More questions than answers
This week’s arrival of 200,000 doses of the Sinopharm COVID-19 vaccine from the People’s Republic of China reinforces the Government’s position that vaccine shortage is no longer a problem.
In the handover ceremony, Prime Minister Andrew Holness reiterated the numerous calls for Jamaicans to get vaccinated to “protect themselves and others, as we adjust to living with the virus”.
The problem is that many people have seemingly stopped listening. While upwards of one million doses of COVID-19 vaccines have been administered, hesitancy remains a major challenge.
Available evidence suggesting that countries with high levels of vaccination have much lower levels of hospitalisation, serious illness, and death as a consequence of COVID-19 is apparently not having the effect logic would suggest it should.
In yesterday’s lead story in this newspaper, Mr Lawrence Rowe, principal of Belair High School, highlighted the extent of the problem in the education sector as a direct result of vaccine hesitancy among teachers and parents.
Only 58 per cent of teachers at Belair High had been vaccinated and furthermore some parents were preventing their children from accepting the vaccine.
The Pfizer vaccine is recommended for high school-age children 12 years and over.
Said Mr Rowe: “…I have had my students reach out to me seeking assistance to become vaccinated, but their parents are not giving the permission and, based on the law, they have to give permission for those students below the age of 18”.

_WORK TASK 1_
In the text on vaccine hesitancy, rewrite the passage between "In yesterday’s lead" and "accepting the vaccine.", inclusive, changing "teachers" to "educators".
_WORK TASK 2_
List every outcome that the text on vaccine hesitancy says is much lower in countries with high levels of vaccination.

_MATERIAL SHOWN_
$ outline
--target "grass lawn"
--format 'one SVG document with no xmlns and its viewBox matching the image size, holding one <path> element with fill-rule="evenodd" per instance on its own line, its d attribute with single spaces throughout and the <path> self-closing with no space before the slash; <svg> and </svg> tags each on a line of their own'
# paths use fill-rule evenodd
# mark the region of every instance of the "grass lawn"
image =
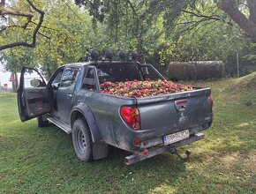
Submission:
<svg viewBox="0 0 256 194">
<path fill-rule="evenodd" d="M 129 153 L 79 160 L 72 137 L 57 127 L 21 123 L 16 93 L 0 93 L 0 193 L 256 193 L 256 73 L 209 86 L 215 120 L 204 140 L 125 166 Z"/>
</svg>

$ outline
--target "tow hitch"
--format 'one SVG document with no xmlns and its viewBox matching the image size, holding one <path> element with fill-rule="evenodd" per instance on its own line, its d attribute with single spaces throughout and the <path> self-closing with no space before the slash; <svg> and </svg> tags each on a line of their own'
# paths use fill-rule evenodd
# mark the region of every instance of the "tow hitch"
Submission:
<svg viewBox="0 0 256 194">
<path fill-rule="evenodd" d="M 178 151 L 177 151 L 177 149 L 176 147 L 171 147 L 169 153 L 170 153 L 171 154 L 176 154 L 176 155 L 177 155 L 180 159 L 189 159 L 190 155 L 192 154 L 192 151 L 190 151 L 190 150 L 186 150 L 185 153 L 184 153 L 186 154 L 186 157 L 183 157 L 183 156 L 178 153 Z"/>
<path fill-rule="evenodd" d="M 200 140 L 204 138 L 204 135 L 203 134 L 195 134 L 192 137 L 190 137 L 189 138 L 178 141 L 178 142 L 175 142 L 173 144 L 168 145 L 168 146 L 162 146 L 160 147 L 152 147 L 147 150 L 144 150 L 142 152 L 139 153 L 134 153 L 133 155 L 130 155 L 125 157 L 125 164 L 127 165 L 131 165 L 133 163 L 136 163 L 138 161 L 141 161 L 143 160 L 146 160 L 147 158 L 151 158 L 153 156 L 163 153 L 167 153 L 169 152 L 173 154 L 177 154 L 179 158 L 184 159 L 184 157 L 182 157 L 177 148 L 193 143 L 195 141 Z M 192 152 L 190 150 L 187 150 L 185 152 L 186 154 L 186 158 L 189 158 L 189 156 L 191 155 Z"/>
</svg>

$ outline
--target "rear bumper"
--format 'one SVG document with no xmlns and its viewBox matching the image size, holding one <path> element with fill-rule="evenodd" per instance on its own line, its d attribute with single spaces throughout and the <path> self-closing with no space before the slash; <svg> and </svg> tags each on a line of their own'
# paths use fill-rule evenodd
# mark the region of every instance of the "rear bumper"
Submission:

_WORKED SOLUTION 1_
In yesterday’s lead story in this newspaper, Mr Lawrence Rowe, principal of Belair High School, highlighted the extent of the problem in the education sector as a direct result of vaccine hesitancy among educators and parents.
Only 58 per cent of educators at Belair High had been vaccinated and furthermore some parents were preventing their children from accepting the vaccine.

_WORKED SOLUTION 2_
hospitalisation, serious illness, death